**Exercises:**
[a] In the passage about Top Gear, why was John Prescott once known as Two-Jags Prescott?
[b] Set out the part of the rows that opens with the line containing "For every instance of the blue" and runs through the end of the rows as a Markdown table with the columns No. and Line. Leave out blank lines.

**Passage shown:**

Mary Harney paint protest and Two-Jabs Prescott egging - Different responses.

I don’t watch Top Gear that often these days. It used to be about cars but now it’s all about the burgeoning egos of Messrs Clarkson, Hammond and May.  

I looked at it last Sunday, however, as it included a feature on the old Porsche 959, and I quite like Porsches – though Clarkson disparagingly refers to them as arsed-ended Hitler-mobiles. For the record, they aren’t all arse-engined; the Boxster has its engine amidships and the Cayenne… well the Cayenne is just a jumped-up Volkswagen Touareg and doesn't count.

Anyway, “what’s this got to do with Irish politics?”  you may ask. Well a bit, actually. You see Clarkson had a certain John Prescott on as the Star in a Reasonably Priced Car. Prescott, an Old Labour stalwart, was previously known as Two-Jags Prescott, as he once owned two Jaguars.

**Extracted material:**

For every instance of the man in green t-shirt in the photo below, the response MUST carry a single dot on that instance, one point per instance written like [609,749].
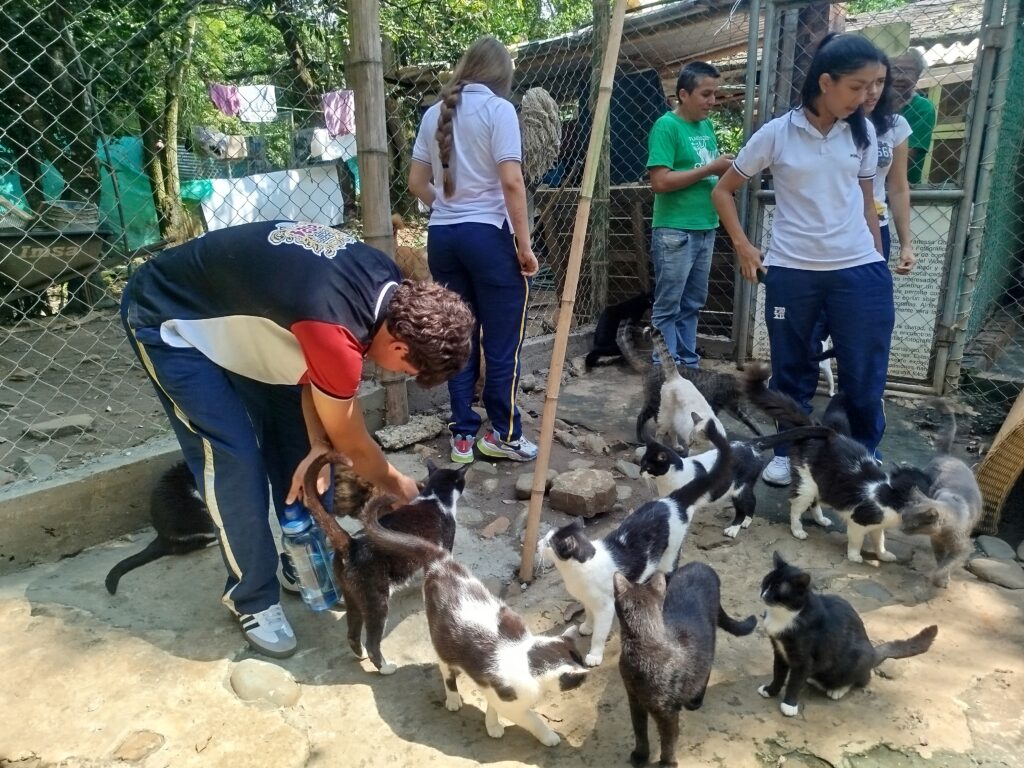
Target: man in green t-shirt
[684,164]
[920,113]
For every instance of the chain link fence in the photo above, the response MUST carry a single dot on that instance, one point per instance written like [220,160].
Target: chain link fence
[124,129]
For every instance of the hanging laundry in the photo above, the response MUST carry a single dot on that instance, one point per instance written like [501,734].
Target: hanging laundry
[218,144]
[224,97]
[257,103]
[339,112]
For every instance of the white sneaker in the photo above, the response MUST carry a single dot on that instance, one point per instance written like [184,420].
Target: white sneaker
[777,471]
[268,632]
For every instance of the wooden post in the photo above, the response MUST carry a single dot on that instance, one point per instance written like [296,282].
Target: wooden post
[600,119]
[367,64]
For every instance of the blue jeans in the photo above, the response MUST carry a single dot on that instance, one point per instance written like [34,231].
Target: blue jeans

**Expected results:**
[a] He once owned two Jaguars.

[b]
| No. | Line |
|---|---|
| 1 | For every instance of the blue jeans in the photo above, the response MUST carry a single dot on that instance, one point per instance written like [34,231]. |
| 2 | Target: blue jeans |